- _Task goal_:
Lay out every line of the records below as a Markdown table with the columns "No." and "Entry", giving each line its row number and omitting blank lines.

Bounding box annotation records:
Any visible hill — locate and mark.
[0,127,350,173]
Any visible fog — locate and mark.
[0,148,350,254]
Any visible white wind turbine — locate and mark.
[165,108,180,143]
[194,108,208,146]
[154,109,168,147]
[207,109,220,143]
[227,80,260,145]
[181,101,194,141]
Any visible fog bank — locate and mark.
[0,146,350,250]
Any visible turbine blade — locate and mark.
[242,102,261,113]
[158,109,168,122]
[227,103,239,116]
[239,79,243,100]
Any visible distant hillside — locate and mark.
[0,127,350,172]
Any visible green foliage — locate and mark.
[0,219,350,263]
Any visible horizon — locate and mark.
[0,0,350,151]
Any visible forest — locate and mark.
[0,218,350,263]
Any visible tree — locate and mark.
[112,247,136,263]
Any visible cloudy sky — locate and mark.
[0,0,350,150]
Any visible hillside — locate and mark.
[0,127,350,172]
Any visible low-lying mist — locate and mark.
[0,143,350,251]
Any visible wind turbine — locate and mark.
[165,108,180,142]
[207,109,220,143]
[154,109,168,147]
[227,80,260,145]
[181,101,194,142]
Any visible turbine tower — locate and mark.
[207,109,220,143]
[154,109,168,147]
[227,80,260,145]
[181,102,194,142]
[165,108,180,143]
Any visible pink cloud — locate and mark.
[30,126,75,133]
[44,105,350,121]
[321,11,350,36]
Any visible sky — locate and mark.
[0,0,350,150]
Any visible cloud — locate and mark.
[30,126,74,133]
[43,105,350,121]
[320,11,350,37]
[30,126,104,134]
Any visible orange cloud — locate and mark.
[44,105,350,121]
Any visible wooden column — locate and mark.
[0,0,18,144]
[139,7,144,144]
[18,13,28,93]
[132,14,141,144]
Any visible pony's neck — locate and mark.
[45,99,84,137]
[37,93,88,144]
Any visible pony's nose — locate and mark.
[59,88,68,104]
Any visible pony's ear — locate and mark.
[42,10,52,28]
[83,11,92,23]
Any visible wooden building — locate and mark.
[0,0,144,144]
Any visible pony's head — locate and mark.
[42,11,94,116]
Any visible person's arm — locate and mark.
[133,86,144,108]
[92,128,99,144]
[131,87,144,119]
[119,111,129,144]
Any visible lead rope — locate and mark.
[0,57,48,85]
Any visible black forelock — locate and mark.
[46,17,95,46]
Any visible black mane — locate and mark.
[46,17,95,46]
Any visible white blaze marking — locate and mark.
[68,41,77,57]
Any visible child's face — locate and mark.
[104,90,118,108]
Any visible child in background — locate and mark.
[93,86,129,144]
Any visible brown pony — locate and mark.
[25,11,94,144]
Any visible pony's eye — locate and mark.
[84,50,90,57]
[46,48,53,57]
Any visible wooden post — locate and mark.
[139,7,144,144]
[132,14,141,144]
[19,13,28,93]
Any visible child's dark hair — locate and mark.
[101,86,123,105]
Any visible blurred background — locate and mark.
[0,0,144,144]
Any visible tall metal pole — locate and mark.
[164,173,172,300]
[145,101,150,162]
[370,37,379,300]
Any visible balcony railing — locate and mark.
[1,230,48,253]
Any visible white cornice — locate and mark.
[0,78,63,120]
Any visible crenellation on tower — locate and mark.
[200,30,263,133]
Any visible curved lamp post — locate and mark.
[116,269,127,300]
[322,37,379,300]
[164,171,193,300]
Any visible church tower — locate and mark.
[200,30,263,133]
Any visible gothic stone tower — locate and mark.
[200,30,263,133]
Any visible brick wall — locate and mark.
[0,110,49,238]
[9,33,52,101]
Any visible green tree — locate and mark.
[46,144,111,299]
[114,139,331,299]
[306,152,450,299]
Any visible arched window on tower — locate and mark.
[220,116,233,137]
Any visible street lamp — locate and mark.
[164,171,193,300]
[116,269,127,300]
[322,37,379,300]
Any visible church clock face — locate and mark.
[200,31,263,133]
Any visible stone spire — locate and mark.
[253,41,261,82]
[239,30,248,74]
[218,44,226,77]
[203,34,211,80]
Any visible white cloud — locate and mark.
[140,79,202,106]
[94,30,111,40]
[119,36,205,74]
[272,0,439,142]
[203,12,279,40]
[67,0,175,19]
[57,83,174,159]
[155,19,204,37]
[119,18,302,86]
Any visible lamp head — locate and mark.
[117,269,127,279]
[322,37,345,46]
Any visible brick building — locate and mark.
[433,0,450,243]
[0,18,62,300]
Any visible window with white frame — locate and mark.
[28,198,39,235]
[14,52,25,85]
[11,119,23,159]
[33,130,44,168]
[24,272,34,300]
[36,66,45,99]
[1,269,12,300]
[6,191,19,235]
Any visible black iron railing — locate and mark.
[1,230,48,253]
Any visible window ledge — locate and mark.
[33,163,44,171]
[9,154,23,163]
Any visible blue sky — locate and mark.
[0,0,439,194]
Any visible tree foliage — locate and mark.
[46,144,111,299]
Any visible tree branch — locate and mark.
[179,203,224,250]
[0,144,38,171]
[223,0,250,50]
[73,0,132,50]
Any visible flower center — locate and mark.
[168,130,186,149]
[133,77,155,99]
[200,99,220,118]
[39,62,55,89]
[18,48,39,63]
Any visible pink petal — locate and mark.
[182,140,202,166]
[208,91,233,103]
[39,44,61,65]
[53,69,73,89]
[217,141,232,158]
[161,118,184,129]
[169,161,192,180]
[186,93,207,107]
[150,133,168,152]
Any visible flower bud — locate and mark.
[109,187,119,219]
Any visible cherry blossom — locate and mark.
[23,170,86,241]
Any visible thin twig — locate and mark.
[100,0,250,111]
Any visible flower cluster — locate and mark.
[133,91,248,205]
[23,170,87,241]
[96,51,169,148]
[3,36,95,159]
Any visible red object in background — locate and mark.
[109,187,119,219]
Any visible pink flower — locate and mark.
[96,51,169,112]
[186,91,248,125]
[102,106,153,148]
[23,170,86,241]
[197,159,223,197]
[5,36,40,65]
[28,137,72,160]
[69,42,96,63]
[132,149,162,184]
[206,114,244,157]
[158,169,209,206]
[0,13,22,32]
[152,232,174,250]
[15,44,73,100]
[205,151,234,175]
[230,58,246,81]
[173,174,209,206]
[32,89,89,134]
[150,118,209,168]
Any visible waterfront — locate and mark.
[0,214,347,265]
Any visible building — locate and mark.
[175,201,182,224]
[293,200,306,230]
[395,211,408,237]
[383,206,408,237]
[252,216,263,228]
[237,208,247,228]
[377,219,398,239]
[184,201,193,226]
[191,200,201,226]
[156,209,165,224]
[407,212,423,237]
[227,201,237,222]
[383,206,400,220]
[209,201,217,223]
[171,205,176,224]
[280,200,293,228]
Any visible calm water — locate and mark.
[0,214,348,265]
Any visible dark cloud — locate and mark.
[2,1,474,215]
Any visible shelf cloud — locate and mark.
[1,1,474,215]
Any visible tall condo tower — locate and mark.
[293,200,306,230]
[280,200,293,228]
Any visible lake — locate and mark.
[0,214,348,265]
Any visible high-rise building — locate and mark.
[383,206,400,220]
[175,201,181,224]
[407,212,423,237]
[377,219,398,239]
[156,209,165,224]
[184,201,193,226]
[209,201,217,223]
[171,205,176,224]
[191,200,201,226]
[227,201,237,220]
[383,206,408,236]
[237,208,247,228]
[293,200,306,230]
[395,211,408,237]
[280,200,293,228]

- _Result for this exercise_:
| No. | Entry |
|---|---|
| 1 | Any visible hill — locate and mark. |
| 2 | [0,127,350,173] |
| 3 | Any visible fog — locate and mark. |
| 4 | [0,148,350,254] |
| 5 | Any visible white wind turbine — locate and mark. |
| 6 | [165,108,180,143] |
| 7 | [194,108,208,146] |
| 8 | [154,109,168,147] |
| 9 | [207,109,220,143] |
| 10 | [227,80,260,145] |
| 11 | [181,101,194,141] |
| 12 | Any visible fog bank — locate and mark. |
| 13 | [0,146,350,250] |
| 14 | Any visible turbine blade — locate and mark. |
| 15 | [242,102,261,113] |
| 16 | [158,109,168,122] |
| 17 | [227,103,239,116] |
| 18 | [239,79,243,100] |
| 19 | Any visible distant hillside — locate and mark. |
| 20 | [0,127,350,172] |
| 21 | Any visible green foliage — locate and mark. |
| 22 | [0,219,350,263] |
| 23 | Any visible horizon — locate and mark. |
| 24 | [0,0,350,151] |
| 25 | Any visible forest — locate and mark. |
| 26 | [0,218,350,263] |
| 27 | Any visible tree — locate and mark. |
| 28 | [112,247,136,263] |
| 29 | Any visible cloudy sky — locate and mark. |
| 30 | [0,0,350,150] |
| 31 | Any visible hillside — locate and mark. |
| 32 | [0,127,350,172] |
| 33 | Any visible low-lying mist — locate and mark. |
| 34 | [0,143,350,251] |
| 35 | Any visible wind turbine — locate and mark. |
| 36 | [165,108,180,142] |
| 37 | [207,109,220,143] |
| 38 | [154,109,168,147] |
| 39 | [227,80,260,145] |
| 40 | [181,101,194,142] |
| 41 | Any visible turbine tower — locate and mark. |
| 42 | [207,109,220,143] |
| 43 | [154,109,168,147] |
| 44 | [227,80,260,145] |
| 45 | [181,102,194,142] |
| 46 | [165,108,180,143] |
| 47 | Any visible pink cloud — locate and mark. |
| 48 | [30,126,75,133] |
| 49 | [44,105,350,121] |
| 50 | [321,11,350,36] |
| 51 | Any visible sky — locate and mark. |
| 52 | [0,0,350,150] |
| 53 | Any visible cloud — locate and mark. |
| 54 | [30,126,74,133] |
| 55 | [43,105,350,121] |
| 56 | [320,11,350,37] |
| 57 | [30,126,104,134] |
| 58 | Any visible orange cloud — locate and mark. |
| 59 | [44,105,350,121] |
| 60 | Any visible wooden column — locate and mark. |
| 61 | [0,0,18,144] |
| 62 | [139,7,144,144] |
| 63 | [18,13,28,93] |
| 64 | [132,14,141,144] |
| 65 | Any visible pony's neck — locate and mark. |
| 66 | [45,99,84,137] |
| 67 | [37,93,88,144] |
| 68 | Any visible pony's nose — locate and mark. |
| 69 | [59,88,68,104] |
| 70 | Any visible pony's ear — locate and mark. |
| 71 | [42,10,52,28] |
| 72 | [83,11,92,23] |
| 73 | Any visible wooden building — locate and mark. |
| 74 | [0,0,144,144] |
| 75 | Any visible pony's head — locate and mark. |
| 76 | [42,11,94,116] |
| 77 | Any visible person's arm — locate and mark. |
| 78 | [133,86,144,108] |
| 79 | [92,128,99,144] |
| 80 | [131,87,144,119] |
| 81 | [119,111,129,144] |
| 82 | Any visible lead rope — locate and mark. |
| 83 | [0,57,48,85] |
| 84 | Any visible black forelock — locate and mark. |
| 85 | [46,17,95,46] |
| 86 | Any visible black mane — locate and mark. |
| 87 | [46,17,95,46] |
| 88 | Any visible white blaze marking — locate and mark. |
| 89 | [68,41,77,57] |
| 90 | Any visible child's face — locate and mark. |
| 91 | [104,90,118,108] |
| 92 | Any visible child in background — locate and mark. |
| 93 | [93,86,129,144] |
| 94 | Any visible brown pony — locate and mark. |
| 95 | [25,11,94,144] |
| 96 | Any visible pony's eye — locate and mark. |
| 97 | [84,50,90,57] |
| 98 | [46,48,53,57] |
| 99 | Any visible wooden post — locate and mark. |
| 100 | [139,7,144,144] |
| 101 | [132,14,141,144] |
| 102 | [19,13,28,93] |
| 103 | Any visible child's dark hair — locate and mark. |
| 104 | [101,86,123,105] |
| 105 | Any visible blurred background — locate and mark. |
| 106 | [0,0,144,144] |
| 107 | Any visible tall metal pole — locate and mark. |
| 108 | [164,173,172,300] |
| 109 | [145,101,150,162] |
| 110 | [370,37,379,300] |
| 111 | Any visible balcony railing — locate and mark. |
| 112 | [1,230,48,253] |
| 113 | Any visible white cornice — locate and mark. |
| 114 | [0,78,63,120] |
| 115 | Any visible crenellation on tower — locate and mark. |
| 116 | [200,30,263,133] |
| 117 | Any visible curved lamp post — locate and mark. |
| 118 | [116,269,127,300] |
| 119 | [322,37,379,300] |
| 120 | [164,171,193,300] |
| 121 | Any visible church tower — locate and mark. |
| 122 | [200,30,263,133] |
| 123 | Any visible gothic stone tower — locate and mark. |
| 124 | [200,30,263,133] |
| 125 | Any visible brick wall — locate and mark. |
| 126 | [0,110,49,238] |
| 127 | [9,33,52,101] |
| 128 | Any visible green tree — locate and mark. |
| 129 | [46,144,111,299] |
| 130 | [114,139,331,299] |
| 131 | [306,152,450,299] |
| 132 | Any visible arched window on tower — locate and mark. |
| 133 | [220,116,233,137] |
| 134 | Any visible street lamp — locate and mark. |
| 135 | [164,171,193,300] |
| 136 | [116,269,127,300] |
| 137 | [322,37,379,300] |
| 138 | Any visible church clock face — locate and mark. |
| 139 | [200,31,263,133] |
| 140 | Any visible stone spire — locate and mark. |
| 141 | [253,41,261,82] |
| 142 | [239,30,248,74] |
| 143 | [218,44,226,77] |
| 144 | [203,34,211,80] |
| 145 | Any visible white cloud — locate and mark. |
| 146 | [140,79,202,106] |
| 147 | [94,30,111,40] |
| 148 | [119,36,205,74] |
| 149 | [272,0,439,142] |
| 150 | [203,12,279,40] |
| 151 | [67,0,175,19] |
| 152 | [57,83,174,159] |
| 153 | [155,19,204,37] |
| 154 | [119,18,302,86] |
| 155 | Any visible lamp head — locate and mark. |
| 156 | [117,269,127,279] |
| 157 | [322,37,345,46] |
| 158 | Any visible brick building — locate and mark. |
| 159 | [433,0,450,243] |
| 160 | [0,18,62,300] |
| 161 | Any visible window with white frame — locate and mark. |
| 162 | [28,198,39,235] |
| 163 | [14,52,25,85] |
| 164 | [11,119,23,159] |
| 165 | [33,130,44,168] |
| 166 | [24,272,34,300] |
| 167 | [36,66,45,99] |
| 168 | [1,269,12,300] |
| 169 | [6,191,19,235] |
| 170 | Any visible black iron railing — locate and mark. |
| 171 | [1,230,48,253] |
| 172 | Any visible window ledge — locate and mark. |
| 173 | [33,163,44,171] |
| 174 | [9,154,23,163] |
| 175 | Any visible blue sky — locate and mark. |
| 176 | [0,0,439,194] |
| 177 | Any visible tree foliage — locate and mark. |
| 178 | [46,144,111,299] |
| 179 | Any visible tree branch — locate and mark. |
| 180 | [179,203,224,250] |
| 181 | [0,144,38,171] |
| 182 | [223,0,250,50] |
| 183 | [73,0,132,50] |
| 184 | Any visible flower center — locate and mark. |
| 185 | [168,130,186,149] |
| 186 | [133,77,155,99] |
| 187 | [200,99,220,118] |
| 188 | [39,62,55,89] |
| 189 | [18,48,39,63] |
| 190 | Any visible pink petal — locate and mark. |
| 191 | [182,140,202,166] |
| 192 | [208,91,233,103] |
| 193 | [39,44,61,65] |
| 194 | [53,69,73,89] |
| 195 | [217,141,232,158] |
| 196 | [161,118,184,129] |
| 197 | [169,161,192,180] |
| 198 | [186,93,207,107] |
| 199 | [150,133,168,152] |
| 200 | Any visible flower bud — locate and mark. |
| 201 | [109,187,119,219] |
| 202 | Any visible cherry blossom — locate and mark. |
| 203 | [23,170,86,241] |
| 204 | Any visible thin twig — locate and mark. |
| 205 | [100,0,250,111] |
| 206 | Any visible flower cluster — locate and mark. |
| 207 | [133,91,248,205] |
| 208 | [23,170,87,241] |
| 209 | [96,51,169,148] |
| 210 | [3,36,95,159] |
| 211 | Any visible red object in background — locate and mark. |
| 212 | [109,187,119,219] |
| 213 | Any visible pink flower — locate and mark. |
| 214 | [96,51,169,112] |
| 215 | [186,91,248,125] |
| 216 | [102,106,153,148] |
| 217 | [23,170,86,241] |
| 218 | [197,159,223,197] |
| 219 | [5,36,40,65] |
| 220 | [28,137,72,160] |
| 221 | [69,42,96,63] |
| 222 | [132,149,162,184] |
| 223 | [206,114,244,157] |
| 224 | [158,169,209,206] |
| 225 | [0,13,22,32] |
| 226 | [152,232,174,250] |
| 227 | [15,44,73,100] |
| 228 | [205,151,234,175] |
| 229 | [230,58,246,81] |
| 230 | [173,174,209,206] |
| 231 | [32,89,89,134] |
| 232 | [150,118,209,168] |
| 233 | Any visible waterfront — locate and mark. |
| 234 | [0,214,347,265] |
| 235 | Any visible building — locate and mark. |
| 236 | [175,201,182,224] |
| 237 | [293,200,306,230] |
| 238 | [395,211,408,237] |
| 239 | [383,206,408,237] |
| 240 | [252,216,263,228] |
| 241 | [237,208,247,228] |
| 242 | [377,219,398,239] |
| 243 | [184,201,193,226] |
| 244 | [191,200,201,226] |
| 245 | [156,209,165,224] |
| 246 | [407,212,423,237] |
| 247 | [227,201,237,222] |
| 248 | [383,206,400,220] |
| 249 | [209,201,217,223] |
| 250 | [171,205,176,224] |
| 251 | [280,200,293,228] |
| 252 | Any visible calm water — locate and mark. |
| 253 | [0,214,348,265] |
| 254 | Any visible dark cloud — locate and mark. |
| 255 | [2,1,474,215] |
| 256 | Any visible shelf cloud — locate and mark. |
| 257 | [1,1,474,215] |
| 258 | Any visible tall condo tower — locate and mark. |
| 259 | [293,200,306,230] |
| 260 | [280,200,293,228] |
| 261 | Any visible lake — locate and mark. |
| 262 | [0,214,348,265] |
| 263 | Any visible high-rise building — locate and mark. |
| 264 | [383,206,400,220] |
| 265 | [175,201,181,224] |
| 266 | [407,212,423,237] |
| 267 | [377,219,398,239] |
| 268 | [156,209,165,224] |
| 269 | [184,201,193,226] |
| 270 | [209,201,217,223] |
| 271 | [171,205,176,224] |
| 272 | [191,200,201,226] |
| 273 | [227,201,237,220] |
| 274 | [383,206,408,236] |
| 275 | [237,208,247,228] |
| 276 | [293,200,306,230] |
| 277 | [395,211,408,237] |
| 278 | [280,200,293,228] |